# [WHAT THE TASK REQUIRES]
Print the entries verbatim, leaving out the images they contain.

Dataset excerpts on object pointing
----

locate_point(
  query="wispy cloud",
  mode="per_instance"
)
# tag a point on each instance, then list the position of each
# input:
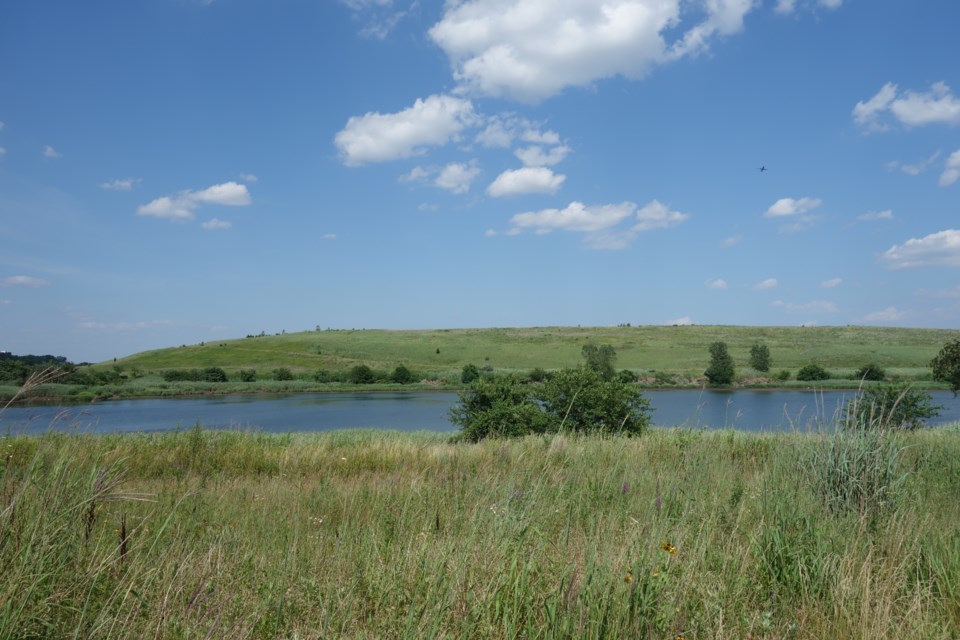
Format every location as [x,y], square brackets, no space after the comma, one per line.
[23,281]
[941,249]
[870,216]
[120,185]
[766,285]
[182,206]
[951,172]
[716,283]
[785,207]
[216,224]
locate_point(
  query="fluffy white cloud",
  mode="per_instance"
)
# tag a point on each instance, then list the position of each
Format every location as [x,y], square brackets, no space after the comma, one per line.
[216,224]
[718,283]
[766,285]
[941,249]
[23,281]
[529,50]
[599,222]
[378,137]
[457,177]
[535,156]
[525,180]
[120,185]
[870,216]
[183,205]
[792,207]
[912,109]
[952,171]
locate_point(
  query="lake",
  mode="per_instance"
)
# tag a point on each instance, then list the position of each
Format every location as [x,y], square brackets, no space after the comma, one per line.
[746,410]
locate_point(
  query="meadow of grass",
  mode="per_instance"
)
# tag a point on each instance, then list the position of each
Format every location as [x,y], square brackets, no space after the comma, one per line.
[677,533]
[681,350]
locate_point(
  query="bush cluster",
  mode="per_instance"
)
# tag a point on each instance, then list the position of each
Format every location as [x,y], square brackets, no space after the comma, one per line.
[570,400]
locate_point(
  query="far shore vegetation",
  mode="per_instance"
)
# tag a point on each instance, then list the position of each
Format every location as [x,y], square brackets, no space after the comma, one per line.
[650,356]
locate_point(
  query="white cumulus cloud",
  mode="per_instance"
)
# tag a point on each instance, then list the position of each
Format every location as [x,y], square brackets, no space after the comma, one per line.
[529,50]
[379,137]
[941,249]
[910,108]
[120,185]
[600,223]
[792,207]
[525,180]
[23,281]
[216,224]
[766,285]
[183,205]
[952,171]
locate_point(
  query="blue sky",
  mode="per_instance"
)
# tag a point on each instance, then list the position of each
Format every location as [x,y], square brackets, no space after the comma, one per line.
[177,171]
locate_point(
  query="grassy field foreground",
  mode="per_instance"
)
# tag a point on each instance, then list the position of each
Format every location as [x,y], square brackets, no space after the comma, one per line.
[674,534]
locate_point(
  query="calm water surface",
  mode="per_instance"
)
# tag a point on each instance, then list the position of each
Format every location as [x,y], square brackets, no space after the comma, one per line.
[743,409]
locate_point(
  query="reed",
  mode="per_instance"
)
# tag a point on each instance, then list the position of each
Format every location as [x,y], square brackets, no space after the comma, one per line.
[678,533]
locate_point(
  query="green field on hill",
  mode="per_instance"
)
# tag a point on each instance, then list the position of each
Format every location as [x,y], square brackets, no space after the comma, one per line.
[680,350]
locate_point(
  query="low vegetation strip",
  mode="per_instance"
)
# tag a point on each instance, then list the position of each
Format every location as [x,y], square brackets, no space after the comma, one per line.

----

# [ANSWER TO THE PROBLEM]
locate_point(
  query="wispy cloud",
  mode="per_instance"
)
# tag a point on each instance, then list the position of each
# input:
Format every location as [x,y], square brackets, no space after the comma, one per line.
[23,281]
[941,249]
[870,216]
[120,185]
[766,285]
[182,206]
[951,172]
[716,283]
[785,207]
[216,224]
locate_point(
  query="fluffy white cloud",
  mode="per_instance"
)
# tag a point on each instance, then list the position of each
Format every location as [x,y], square brackets, no space after the comma, one per line.
[216,224]
[718,283]
[766,285]
[941,249]
[23,281]
[529,50]
[599,222]
[378,137]
[457,177]
[535,156]
[525,180]
[120,185]
[870,216]
[183,205]
[792,207]
[912,109]
[952,171]
locate_point(
  query="lake",
  mode="per_instance"
)
# tag a point on each instance, then list the position of each
Format every location as [x,y], square brackets, no space after the comma, one per line.
[746,410]
locate_point(
  query="meadow of grass",
  mode="per_instance"
)
# tag a point on each instance, then list the position of each
Format every location as [x,y], square brackets, no space after the comma, one per line.
[677,533]
[681,350]
locate_point(
  query="bush cluster",
  mode="per_instance"
)
# tag a point on each instance, then list the position of each
Format every location as [x,y], square brackets, no space after the comma, one per line.
[570,400]
locate_point(
  query="far shore vegetation",
  mode="per_instance"
)
# tag a point on each instance, then list the position of each
Format every location as [x,y], square brackets, no space after the comma, one per line.
[650,356]
locate_point(
  query="white cumulus cloud",
  mode="per_instance"
)
# tag a point on each instance, then list the position of each
Format every location as [x,y], square brackets, no space after the comma, one per line.
[529,50]
[379,137]
[941,249]
[910,108]
[120,185]
[600,223]
[792,207]
[525,180]
[23,281]
[216,224]
[766,285]
[183,205]
[952,171]
locate_point(
  query="blue sky",
  mode="per_instance"
)
# tag a point on each instance, then list the position of each
Format every location as [x,y], square brackets, no space after the comma, one per line.
[177,171]
locate_point(
  query="grassy field foreground",
  mode="per_instance"
)
# tag a point on each instance, then list the position of each
Format every location as [x,y], square brackets, no space after the comma, one per line.
[674,534]
locate_point(
  query="calm water surface",
  mode="per_instance"
)
# tag a point on each instance, then list the position of each
Format every location as [x,y], square brackets, no space after the comma, one per line.
[743,409]
locate_point(
  query="reed",
  mode="per_instance"
)
# tag a point on each instance, then list the position of each
Format every location as [x,y], square brackets, no space after the comma, one per line.
[678,533]
locate_point(
  query="green field on hill",
  mode="per_instance"
)
# tag a point on each instance, then list the position of each
Format every location as [x,y], square brackets, no space after the comma, one per line.
[680,350]
locate_point(
  query="low vegetation strip",
  mode="per_instance"
)
# tag a point on each instance, then list the position of each
Format every location as [x,y], square brackets, no space after the comma, one per line.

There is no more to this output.